◆ **Exercise**: Please write out the line containing "Phrase: dark hair" and each line after it through the end of the data, exactly, and nothing else.

◆ **Data to examine**:
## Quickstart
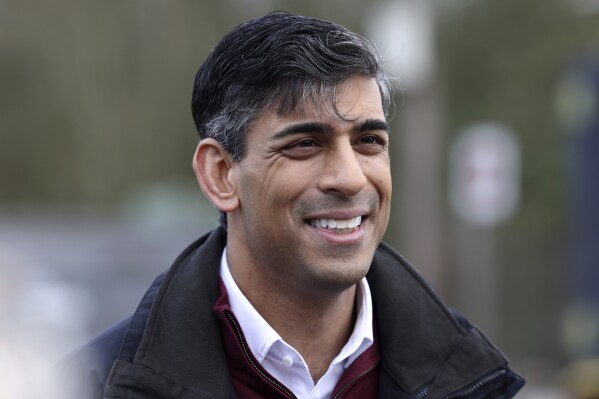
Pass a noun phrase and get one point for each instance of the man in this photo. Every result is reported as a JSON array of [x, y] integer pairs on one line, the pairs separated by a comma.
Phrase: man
[[294, 295]]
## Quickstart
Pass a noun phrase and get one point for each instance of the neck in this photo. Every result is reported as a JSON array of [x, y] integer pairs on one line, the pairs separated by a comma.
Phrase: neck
[[317, 326], [318, 331]]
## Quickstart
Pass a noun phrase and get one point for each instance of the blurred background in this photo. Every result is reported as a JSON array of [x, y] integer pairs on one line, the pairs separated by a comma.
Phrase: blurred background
[[495, 149]]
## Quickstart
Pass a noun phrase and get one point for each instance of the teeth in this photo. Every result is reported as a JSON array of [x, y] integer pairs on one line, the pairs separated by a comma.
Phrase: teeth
[[337, 223]]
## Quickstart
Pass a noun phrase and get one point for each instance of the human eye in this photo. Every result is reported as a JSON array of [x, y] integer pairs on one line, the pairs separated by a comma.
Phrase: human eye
[[302, 148], [371, 143]]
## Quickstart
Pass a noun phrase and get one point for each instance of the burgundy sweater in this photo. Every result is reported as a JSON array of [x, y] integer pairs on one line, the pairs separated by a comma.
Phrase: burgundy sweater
[[252, 381]]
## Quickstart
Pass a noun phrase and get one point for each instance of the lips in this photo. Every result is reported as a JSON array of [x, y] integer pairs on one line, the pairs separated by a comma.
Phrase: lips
[[337, 224]]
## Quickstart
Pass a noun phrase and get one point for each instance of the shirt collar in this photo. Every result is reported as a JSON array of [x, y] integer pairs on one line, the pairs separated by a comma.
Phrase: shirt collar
[[260, 336]]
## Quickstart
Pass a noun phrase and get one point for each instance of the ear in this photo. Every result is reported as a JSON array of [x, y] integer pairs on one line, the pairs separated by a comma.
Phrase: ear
[[212, 166]]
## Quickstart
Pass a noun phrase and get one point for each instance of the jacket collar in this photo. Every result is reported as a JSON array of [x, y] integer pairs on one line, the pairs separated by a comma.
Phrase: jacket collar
[[182, 351]]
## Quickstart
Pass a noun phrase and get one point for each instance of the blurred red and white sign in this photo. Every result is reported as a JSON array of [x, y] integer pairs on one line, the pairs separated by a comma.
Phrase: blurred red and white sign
[[484, 179]]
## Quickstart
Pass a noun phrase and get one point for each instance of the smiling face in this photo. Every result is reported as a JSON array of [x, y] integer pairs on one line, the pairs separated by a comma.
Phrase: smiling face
[[313, 194]]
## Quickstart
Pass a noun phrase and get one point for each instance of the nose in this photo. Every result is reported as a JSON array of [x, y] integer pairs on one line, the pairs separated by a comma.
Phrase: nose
[[342, 172]]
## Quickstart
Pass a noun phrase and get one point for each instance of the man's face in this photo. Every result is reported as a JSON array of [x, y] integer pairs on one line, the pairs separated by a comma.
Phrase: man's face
[[314, 192]]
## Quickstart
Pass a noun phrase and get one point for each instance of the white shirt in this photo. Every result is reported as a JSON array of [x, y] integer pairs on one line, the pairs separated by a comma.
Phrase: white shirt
[[280, 359]]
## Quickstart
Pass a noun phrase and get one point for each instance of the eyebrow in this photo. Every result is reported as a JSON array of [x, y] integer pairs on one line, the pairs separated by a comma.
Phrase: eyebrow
[[303, 127], [318, 127], [373, 124]]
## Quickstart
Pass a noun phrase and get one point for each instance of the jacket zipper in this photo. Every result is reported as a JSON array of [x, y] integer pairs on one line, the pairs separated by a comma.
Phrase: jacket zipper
[[351, 382], [469, 391], [466, 391], [251, 361]]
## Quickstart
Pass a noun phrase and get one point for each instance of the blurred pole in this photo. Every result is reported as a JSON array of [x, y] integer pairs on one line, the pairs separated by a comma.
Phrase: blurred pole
[[484, 192], [404, 32]]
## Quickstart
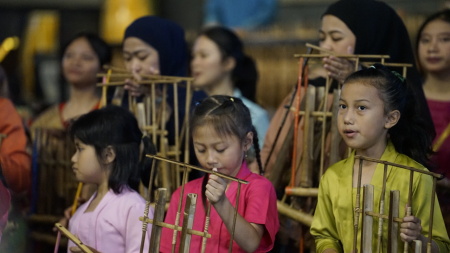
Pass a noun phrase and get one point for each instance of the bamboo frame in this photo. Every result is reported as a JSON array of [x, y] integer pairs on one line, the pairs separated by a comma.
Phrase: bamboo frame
[[186, 230], [392, 217], [303, 189], [73, 238], [156, 113]]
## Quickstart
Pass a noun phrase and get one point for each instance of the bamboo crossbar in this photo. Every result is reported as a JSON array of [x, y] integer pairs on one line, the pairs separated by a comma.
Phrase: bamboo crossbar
[[173, 227], [295, 214], [390, 64], [302, 192], [349, 56], [435, 175], [197, 168], [320, 49], [313, 113], [73, 238], [148, 82], [151, 77]]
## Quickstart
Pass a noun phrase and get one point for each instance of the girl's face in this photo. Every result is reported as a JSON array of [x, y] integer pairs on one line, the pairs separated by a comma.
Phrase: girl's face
[[362, 122], [335, 36], [208, 67], [140, 57], [80, 63], [434, 47], [225, 153], [86, 165]]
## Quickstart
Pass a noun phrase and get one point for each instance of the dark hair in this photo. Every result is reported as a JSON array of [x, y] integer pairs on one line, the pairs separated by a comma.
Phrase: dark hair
[[116, 127], [101, 49], [167, 38], [443, 15], [228, 116], [410, 135], [245, 74]]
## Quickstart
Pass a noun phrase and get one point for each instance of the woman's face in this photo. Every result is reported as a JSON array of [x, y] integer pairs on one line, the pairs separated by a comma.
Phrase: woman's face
[[335, 36], [140, 57], [434, 47], [207, 64], [80, 63]]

◆ **Answer**:
Phrase: dark hair
[[116, 127], [101, 49], [167, 38], [443, 15], [228, 116], [410, 135], [245, 74]]
## Quickstart
Pass a noun phrase and get one point for each instance of the woman's face in this photo. Every result is reported as a JSON array of [x, y] integer pairs on one line, the pairs separated by a comma.
Phrase: woman's face
[[335, 36], [140, 57], [434, 47], [207, 64], [80, 63]]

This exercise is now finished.